Stored data entries:
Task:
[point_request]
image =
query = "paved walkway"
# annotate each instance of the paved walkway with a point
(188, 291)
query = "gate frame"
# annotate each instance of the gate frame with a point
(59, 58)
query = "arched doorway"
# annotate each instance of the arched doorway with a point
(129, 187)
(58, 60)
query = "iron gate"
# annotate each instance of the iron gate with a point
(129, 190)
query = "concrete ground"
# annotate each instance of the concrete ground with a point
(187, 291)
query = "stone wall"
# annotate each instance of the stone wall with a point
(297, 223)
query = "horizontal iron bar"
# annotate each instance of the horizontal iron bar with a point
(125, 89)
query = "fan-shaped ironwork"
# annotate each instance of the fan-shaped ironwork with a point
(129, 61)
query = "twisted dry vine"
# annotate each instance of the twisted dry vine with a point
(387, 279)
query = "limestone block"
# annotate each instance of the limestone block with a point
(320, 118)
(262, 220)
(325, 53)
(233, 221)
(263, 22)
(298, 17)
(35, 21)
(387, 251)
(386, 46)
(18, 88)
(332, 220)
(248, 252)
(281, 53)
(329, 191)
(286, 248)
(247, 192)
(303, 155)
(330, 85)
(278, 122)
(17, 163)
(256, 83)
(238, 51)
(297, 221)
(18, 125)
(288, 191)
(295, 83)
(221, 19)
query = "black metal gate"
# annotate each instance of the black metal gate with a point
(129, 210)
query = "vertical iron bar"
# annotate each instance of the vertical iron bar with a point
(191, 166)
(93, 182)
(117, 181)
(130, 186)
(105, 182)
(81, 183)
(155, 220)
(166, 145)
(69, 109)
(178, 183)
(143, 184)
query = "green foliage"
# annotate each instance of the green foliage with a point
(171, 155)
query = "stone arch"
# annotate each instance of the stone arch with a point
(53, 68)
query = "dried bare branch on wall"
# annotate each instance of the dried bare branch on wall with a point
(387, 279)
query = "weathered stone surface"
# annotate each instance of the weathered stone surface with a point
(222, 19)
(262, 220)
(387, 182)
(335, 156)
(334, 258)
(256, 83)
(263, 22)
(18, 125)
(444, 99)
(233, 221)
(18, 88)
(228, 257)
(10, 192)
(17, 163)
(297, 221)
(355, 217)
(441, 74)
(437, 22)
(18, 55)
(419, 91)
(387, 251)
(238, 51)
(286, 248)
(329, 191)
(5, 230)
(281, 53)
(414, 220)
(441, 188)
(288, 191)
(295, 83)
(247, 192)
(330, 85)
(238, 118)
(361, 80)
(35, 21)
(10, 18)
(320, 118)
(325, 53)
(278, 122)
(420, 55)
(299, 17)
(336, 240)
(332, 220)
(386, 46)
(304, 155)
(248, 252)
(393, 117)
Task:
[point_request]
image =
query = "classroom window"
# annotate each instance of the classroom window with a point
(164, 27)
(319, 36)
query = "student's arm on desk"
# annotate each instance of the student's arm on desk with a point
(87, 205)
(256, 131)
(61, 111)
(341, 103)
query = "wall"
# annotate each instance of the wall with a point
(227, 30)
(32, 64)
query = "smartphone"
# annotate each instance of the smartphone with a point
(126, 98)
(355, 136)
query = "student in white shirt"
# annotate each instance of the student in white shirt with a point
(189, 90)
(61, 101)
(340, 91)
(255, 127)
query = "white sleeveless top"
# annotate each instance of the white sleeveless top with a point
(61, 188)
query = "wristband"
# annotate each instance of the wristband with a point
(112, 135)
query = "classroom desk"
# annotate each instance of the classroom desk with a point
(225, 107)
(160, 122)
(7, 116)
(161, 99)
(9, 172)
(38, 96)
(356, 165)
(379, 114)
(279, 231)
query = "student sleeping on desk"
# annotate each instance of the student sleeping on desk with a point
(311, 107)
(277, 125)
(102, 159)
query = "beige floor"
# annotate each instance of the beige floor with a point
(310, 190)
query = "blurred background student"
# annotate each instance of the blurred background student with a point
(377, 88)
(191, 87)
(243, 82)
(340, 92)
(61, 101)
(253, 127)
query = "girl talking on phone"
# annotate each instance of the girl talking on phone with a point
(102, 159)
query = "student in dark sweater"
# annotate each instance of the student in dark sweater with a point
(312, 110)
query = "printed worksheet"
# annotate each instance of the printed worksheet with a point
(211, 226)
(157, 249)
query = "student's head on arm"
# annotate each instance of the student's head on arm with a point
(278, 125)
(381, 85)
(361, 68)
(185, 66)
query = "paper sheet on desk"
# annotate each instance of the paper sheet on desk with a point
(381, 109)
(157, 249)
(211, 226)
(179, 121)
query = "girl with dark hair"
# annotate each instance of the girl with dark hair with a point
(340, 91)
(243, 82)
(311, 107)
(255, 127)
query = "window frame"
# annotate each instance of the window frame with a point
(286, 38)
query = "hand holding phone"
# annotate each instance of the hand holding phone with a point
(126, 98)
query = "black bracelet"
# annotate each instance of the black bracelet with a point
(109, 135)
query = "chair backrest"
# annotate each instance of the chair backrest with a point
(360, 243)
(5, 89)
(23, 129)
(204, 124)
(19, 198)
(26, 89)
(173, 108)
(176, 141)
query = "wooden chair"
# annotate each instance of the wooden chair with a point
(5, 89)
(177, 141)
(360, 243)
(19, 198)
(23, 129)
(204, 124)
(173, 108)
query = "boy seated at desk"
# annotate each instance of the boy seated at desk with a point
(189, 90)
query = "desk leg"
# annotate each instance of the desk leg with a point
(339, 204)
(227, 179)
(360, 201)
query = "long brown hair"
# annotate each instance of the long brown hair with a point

■ PROBLEM STATEMENT
Count the lines of the listing above that contain the string "beige". Reply with the number alone.

■ COMPLETE RESPONSE
2